=== EXERCISE AIM ===
Restate each of the lines below word for word and drop every picture.

=== PROVIDED MATERIAL ===
>> Begin

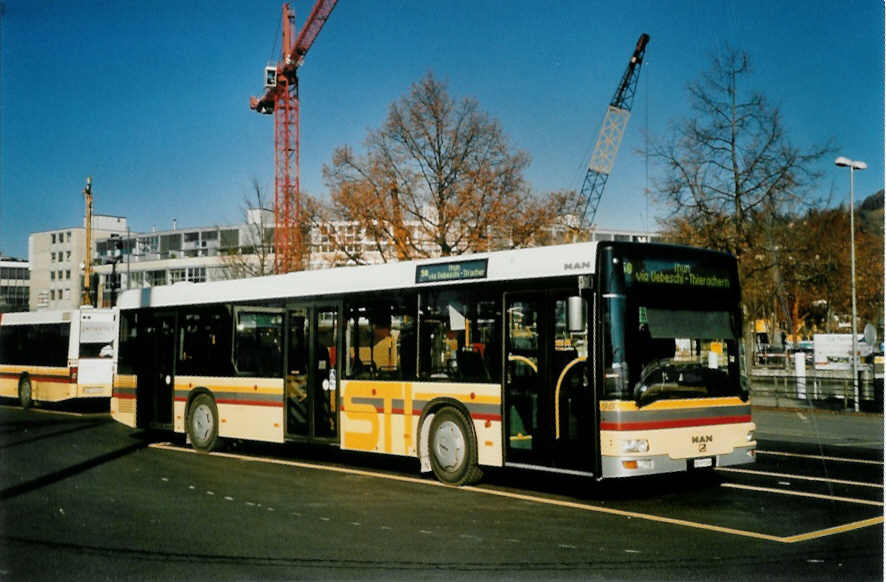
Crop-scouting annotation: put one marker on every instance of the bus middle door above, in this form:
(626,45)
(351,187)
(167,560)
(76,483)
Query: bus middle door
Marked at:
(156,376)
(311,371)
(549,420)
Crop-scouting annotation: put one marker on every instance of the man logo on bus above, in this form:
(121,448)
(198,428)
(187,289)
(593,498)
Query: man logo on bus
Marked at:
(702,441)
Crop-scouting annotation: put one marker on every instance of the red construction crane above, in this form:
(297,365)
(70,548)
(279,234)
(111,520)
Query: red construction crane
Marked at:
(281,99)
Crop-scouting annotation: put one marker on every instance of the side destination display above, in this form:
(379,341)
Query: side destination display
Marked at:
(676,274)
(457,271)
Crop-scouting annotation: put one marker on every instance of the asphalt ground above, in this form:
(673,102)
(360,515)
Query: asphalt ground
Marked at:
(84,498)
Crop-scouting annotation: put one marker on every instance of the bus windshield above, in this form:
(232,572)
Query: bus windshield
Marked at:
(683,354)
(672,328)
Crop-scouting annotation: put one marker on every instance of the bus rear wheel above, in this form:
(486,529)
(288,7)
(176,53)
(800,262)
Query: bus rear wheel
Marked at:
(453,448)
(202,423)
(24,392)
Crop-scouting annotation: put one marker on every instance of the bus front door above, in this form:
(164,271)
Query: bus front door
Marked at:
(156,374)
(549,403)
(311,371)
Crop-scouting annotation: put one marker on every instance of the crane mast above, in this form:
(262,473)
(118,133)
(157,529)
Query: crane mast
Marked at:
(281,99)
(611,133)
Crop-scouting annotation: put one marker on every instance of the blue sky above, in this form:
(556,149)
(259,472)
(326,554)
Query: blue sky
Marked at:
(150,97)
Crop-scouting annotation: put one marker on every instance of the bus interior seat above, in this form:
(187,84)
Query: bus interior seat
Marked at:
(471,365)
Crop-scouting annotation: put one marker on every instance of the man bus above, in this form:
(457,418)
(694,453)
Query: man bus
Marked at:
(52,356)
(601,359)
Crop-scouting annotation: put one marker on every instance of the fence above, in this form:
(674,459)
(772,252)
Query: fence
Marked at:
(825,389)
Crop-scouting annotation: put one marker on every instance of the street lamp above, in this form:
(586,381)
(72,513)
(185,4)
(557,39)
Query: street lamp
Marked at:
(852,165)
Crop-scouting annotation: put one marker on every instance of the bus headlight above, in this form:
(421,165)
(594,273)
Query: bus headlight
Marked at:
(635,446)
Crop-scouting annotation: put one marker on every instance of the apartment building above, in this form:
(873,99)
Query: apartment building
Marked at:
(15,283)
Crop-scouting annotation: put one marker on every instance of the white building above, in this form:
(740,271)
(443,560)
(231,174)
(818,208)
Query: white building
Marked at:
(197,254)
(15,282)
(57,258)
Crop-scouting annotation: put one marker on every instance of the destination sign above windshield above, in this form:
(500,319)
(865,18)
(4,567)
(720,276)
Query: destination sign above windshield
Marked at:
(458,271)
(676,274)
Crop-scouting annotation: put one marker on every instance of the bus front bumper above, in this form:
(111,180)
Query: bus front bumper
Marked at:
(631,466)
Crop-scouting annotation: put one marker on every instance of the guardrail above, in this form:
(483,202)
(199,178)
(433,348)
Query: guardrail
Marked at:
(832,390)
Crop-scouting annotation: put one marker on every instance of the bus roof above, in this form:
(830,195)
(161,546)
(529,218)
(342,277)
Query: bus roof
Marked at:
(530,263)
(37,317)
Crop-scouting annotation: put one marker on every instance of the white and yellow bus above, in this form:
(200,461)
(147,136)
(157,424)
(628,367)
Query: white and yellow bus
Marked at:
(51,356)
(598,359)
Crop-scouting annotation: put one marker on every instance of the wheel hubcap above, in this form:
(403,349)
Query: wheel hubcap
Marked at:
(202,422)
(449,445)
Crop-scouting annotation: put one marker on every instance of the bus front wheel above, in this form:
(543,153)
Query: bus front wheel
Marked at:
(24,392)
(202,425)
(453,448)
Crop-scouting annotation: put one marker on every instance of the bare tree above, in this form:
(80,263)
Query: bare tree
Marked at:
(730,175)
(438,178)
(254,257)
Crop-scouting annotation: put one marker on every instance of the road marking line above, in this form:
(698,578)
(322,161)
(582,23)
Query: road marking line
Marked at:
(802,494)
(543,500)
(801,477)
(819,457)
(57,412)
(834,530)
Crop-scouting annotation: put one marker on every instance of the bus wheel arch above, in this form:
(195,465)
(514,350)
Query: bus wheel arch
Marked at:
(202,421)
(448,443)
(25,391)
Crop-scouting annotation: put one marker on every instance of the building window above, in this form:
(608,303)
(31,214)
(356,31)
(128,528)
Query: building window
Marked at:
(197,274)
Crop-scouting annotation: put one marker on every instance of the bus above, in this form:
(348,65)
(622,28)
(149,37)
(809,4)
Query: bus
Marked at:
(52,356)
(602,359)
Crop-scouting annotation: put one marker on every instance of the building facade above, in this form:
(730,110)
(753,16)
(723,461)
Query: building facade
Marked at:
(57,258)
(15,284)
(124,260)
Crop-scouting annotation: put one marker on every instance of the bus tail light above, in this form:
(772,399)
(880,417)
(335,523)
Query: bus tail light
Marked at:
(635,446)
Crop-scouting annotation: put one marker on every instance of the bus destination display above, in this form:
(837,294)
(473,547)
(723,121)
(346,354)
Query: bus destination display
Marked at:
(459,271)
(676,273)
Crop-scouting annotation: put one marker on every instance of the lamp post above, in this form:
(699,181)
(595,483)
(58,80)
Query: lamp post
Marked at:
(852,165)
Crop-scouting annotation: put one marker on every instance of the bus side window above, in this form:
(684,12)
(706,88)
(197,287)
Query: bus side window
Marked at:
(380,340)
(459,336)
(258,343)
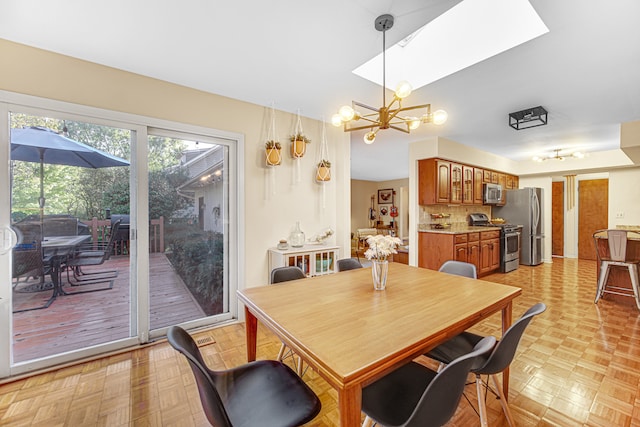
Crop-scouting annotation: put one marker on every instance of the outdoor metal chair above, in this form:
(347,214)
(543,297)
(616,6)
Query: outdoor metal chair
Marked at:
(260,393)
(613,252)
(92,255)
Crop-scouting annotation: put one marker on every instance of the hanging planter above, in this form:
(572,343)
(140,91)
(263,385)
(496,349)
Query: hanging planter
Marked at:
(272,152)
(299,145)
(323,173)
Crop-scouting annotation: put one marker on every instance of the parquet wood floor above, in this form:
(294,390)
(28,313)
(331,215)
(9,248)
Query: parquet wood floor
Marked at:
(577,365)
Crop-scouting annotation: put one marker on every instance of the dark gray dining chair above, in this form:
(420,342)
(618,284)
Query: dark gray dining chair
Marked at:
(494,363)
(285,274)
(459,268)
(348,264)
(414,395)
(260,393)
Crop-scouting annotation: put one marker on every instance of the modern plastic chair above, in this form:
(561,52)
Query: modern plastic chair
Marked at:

>> End

=== EXERCISE RESPONSE ===
Crop-scouting annotation: put one marker on every instance of the bus middle door above, in this form:
(626,45)
(351,187)
(167,560)
(76,483)
Query: bus middle door
Marked at:
(156,376)
(311,371)
(549,420)
Crop-scouting annotation: put one marker on every instance of the man logo on bus above, in this form:
(121,448)
(198,428)
(187,289)
(593,498)
Query: man logo on bus
Marked at:
(702,441)
Crop-scouting annotation: put one marker on every instance of the red construction crane above, in this form:
(297,365)
(70,548)
(279,234)
(111,520)
Query: red construction crane
Marked at:
(281,99)
Crop-scouting annotation: put one marker on every instance of the side destination display above, in this form:
(379,341)
Query: side destination display
Marked at:
(676,274)
(457,271)
Crop-scouting annotation: put one marker on every instance of the asphalt ground above, in this form:
(673,102)
(360,515)
Query: asphalt ground
Marked at:
(84,498)
Crop-scouting annotation: put one marker on every instance of the bus windshield above, in this form:
(232,572)
Query: bus windshield
Marked at:
(683,354)
(672,328)
Crop-scouting annotation: put one marker on every instance of the bus rear wheel above, in this form:
(486,529)
(288,7)
(176,53)
(800,262)
Query: bus rear wheel
Marked at:
(453,448)
(202,423)
(24,392)
Crop-scouting annotation: put one marker on every instance of the bus front door above, in this form:
(164,271)
Query: bus front door
Marked at:
(156,374)
(549,403)
(311,371)
Crop-scouting annotation: put one marker on every instance of the crane mast above, in this form:
(262,473)
(118,133)
(157,529)
Query: crane mast
Marked at:
(281,99)
(611,133)
Crop-scouting annotation: put one marker on every instance of the blue sky above, in this form:
(556,149)
(259,472)
(326,554)
Query: blue sky
Marked at:
(150,97)
Crop-scouting annotation: put one marker on every instance of the bus interior seat above, in this form:
(187,84)
Query: bus interior seat
Marked at:
(471,365)
Crop-scouting annotation: put one marker on every instance of the man bus above, in this form:
(457,418)
(694,453)
Query: man bus
Marked at:
(52,356)
(601,359)
Crop-scouting annotation: put one marker on every instance of the fence above, in this form:
(674,459)
(772,252)
Query: fence
Marked at:
(825,389)
Crop-scouting annotation: put one marker on every instance of the street lamp above, in this form:
(586,381)
(72,513)
(185,4)
(557,39)
Query: street lamp
Marked at:
(852,165)
Crop-scouting annotation: put one marker on every instance of the bus headlight above, in this form:
(421,165)
(594,273)
Query: bus headlight
Marked at:
(635,446)
Crop-scouting annotation: put one marker on every instance of the apartment building above, in this form:
(873,99)
Query: apartment building
Marked at:
(15,283)
Crop-scouting annotation: put one marker on every instance of the white building above, in this form:
(740,271)
(443,560)
(231,174)
(818,208)
Query: white building
Marked at:
(197,254)
(15,282)
(57,258)
Crop-scouting annotation: put one marker on every instance of the destination sign above windshield above, in this form:
(500,319)
(865,18)
(4,567)
(720,276)
Query: destination sign above windshield
Marked at:
(458,271)
(676,274)
Crop-scouting annotation: put one marker on every instance of the bus front bumper above, in this form:
(111,180)
Query: bus front bumper
Marked at:
(631,466)
Crop-scouting annotation: put one marker on every instance of the guardrail above, in this form:
(483,202)
(199,178)
(433,348)
Query: guardrail
Marked at:
(832,390)
Crop-scouting annotation: put one marker on every instance of the bus roof above, in this form:
(830,195)
(161,546)
(529,218)
(342,277)
Query: bus roof
Marked at:
(530,263)
(37,317)
Crop-scouting annotation: put one marker on every instance of the white and yellow bus above, in this form:
(200,461)
(147,136)
(157,424)
(628,367)
Query: white and yellow bus
Marked at:
(51,356)
(598,359)
Crop-scouting annotation: put one marker on every instance of the wheel hubcap above, in this form:
(403,349)
Query: wheel hubcap
Marked at:
(202,422)
(449,445)
Crop-scouting annotation: put one marker on every instance of the bus front wheel above, in this form:
(543,153)
Query: bus front wheel
Marked at:
(24,392)
(202,425)
(453,448)
Crop-scouting annotation: put one marker on every instance of the bare tree above, in this form:
(80,263)
Query: bare tree
Marked at:
(730,175)
(438,178)
(254,257)
Crop-scouting annotation: put one marker on every instance of the road marking line above, in this form:
(698,578)
(322,161)
(582,23)
Query: road marking line
Marked at:
(802,494)
(543,500)
(801,477)
(819,457)
(57,412)
(834,530)
Crop-scouting annotation: put one marker on every instance of the bus wheel arch above, in this form:
(195,465)
(514,350)
Query: bus wheel arch
Marked at:
(202,421)
(448,443)
(25,391)
Crop-scouting annotation: put one marker on every instance of the building window above, in this form:
(608,303)
(31,214)
(356,31)
(128,528)
Query: building window
Marked at:
(197,274)
Crop-scouting annotation: put one marker on every instance of the bus above, in this form:
(348,65)
(622,28)
(149,37)
(809,4)
Query: bus
Marked at:
(52,356)
(602,359)
Crop-scouting annotation: put one marker on every instance of the building facade above, in this form:
(730,110)
(753,16)
(723,461)
Query: building facade
Marked at:
(57,258)
(15,284)
(124,260)
Crop-scouting annotation: put one marker on every instance of the bus tail light above, in this form:
(772,399)
(880,417)
(335,523)
Query: bus tail light
Marked at:
(635,446)
Crop-scouting annotation: put one marker on every instance of the bus destination display above, in this form:
(837,294)
(473,547)
(723,121)
(346,354)
Query: bus destination display
Marked at:
(459,271)
(676,273)
Crop-scouting annotation: put one marker on every instance of the lamp post above, in this form:
(699,181)
(595,483)
(58,80)
Query: lamp post
Marked at:
(852,165)
Crop-scouting annotation: put one marker on every instance of the bus side window above, in this form:
(684,12)
(706,88)
(197,287)
Query: bus side window
Marked at:
(380,340)
(459,336)
(258,343)
Crop-scouting annotation: put one marker on every instance of the outdoor metal chair above, in this form:
(347,214)
(543,297)
(616,6)
Query: outdoor metal chair
Marked at:
(260,393)
(613,252)
(92,255)
Crop-scouting annotation: put one marker on every instance of the hanging planter above, in this form:
(572,343)
(140,91)
(263,385)
(496,349)
Query: hanging planter
Marked at:
(272,152)
(299,145)
(323,173)
Crop-scouting annotation: put one marker on every instance of the parquet wood floor above, in this form:
(294,390)
(28,313)
(331,215)
(9,248)
Query: parquet wood floor
Marked at:
(577,365)
Crop-scouting annotation: put one marker on every instance of the dark gray dining chair above, in this form:
(420,342)
(618,284)
Query: dark gray dining chair
Marked at:
(494,363)
(285,274)
(459,268)
(348,264)
(414,395)
(260,393)
Crop-scouting annotation: put one marker on every instance of the modern plastic chair above, in this form:
(561,52)
Query: modern plastic chair
Marked at:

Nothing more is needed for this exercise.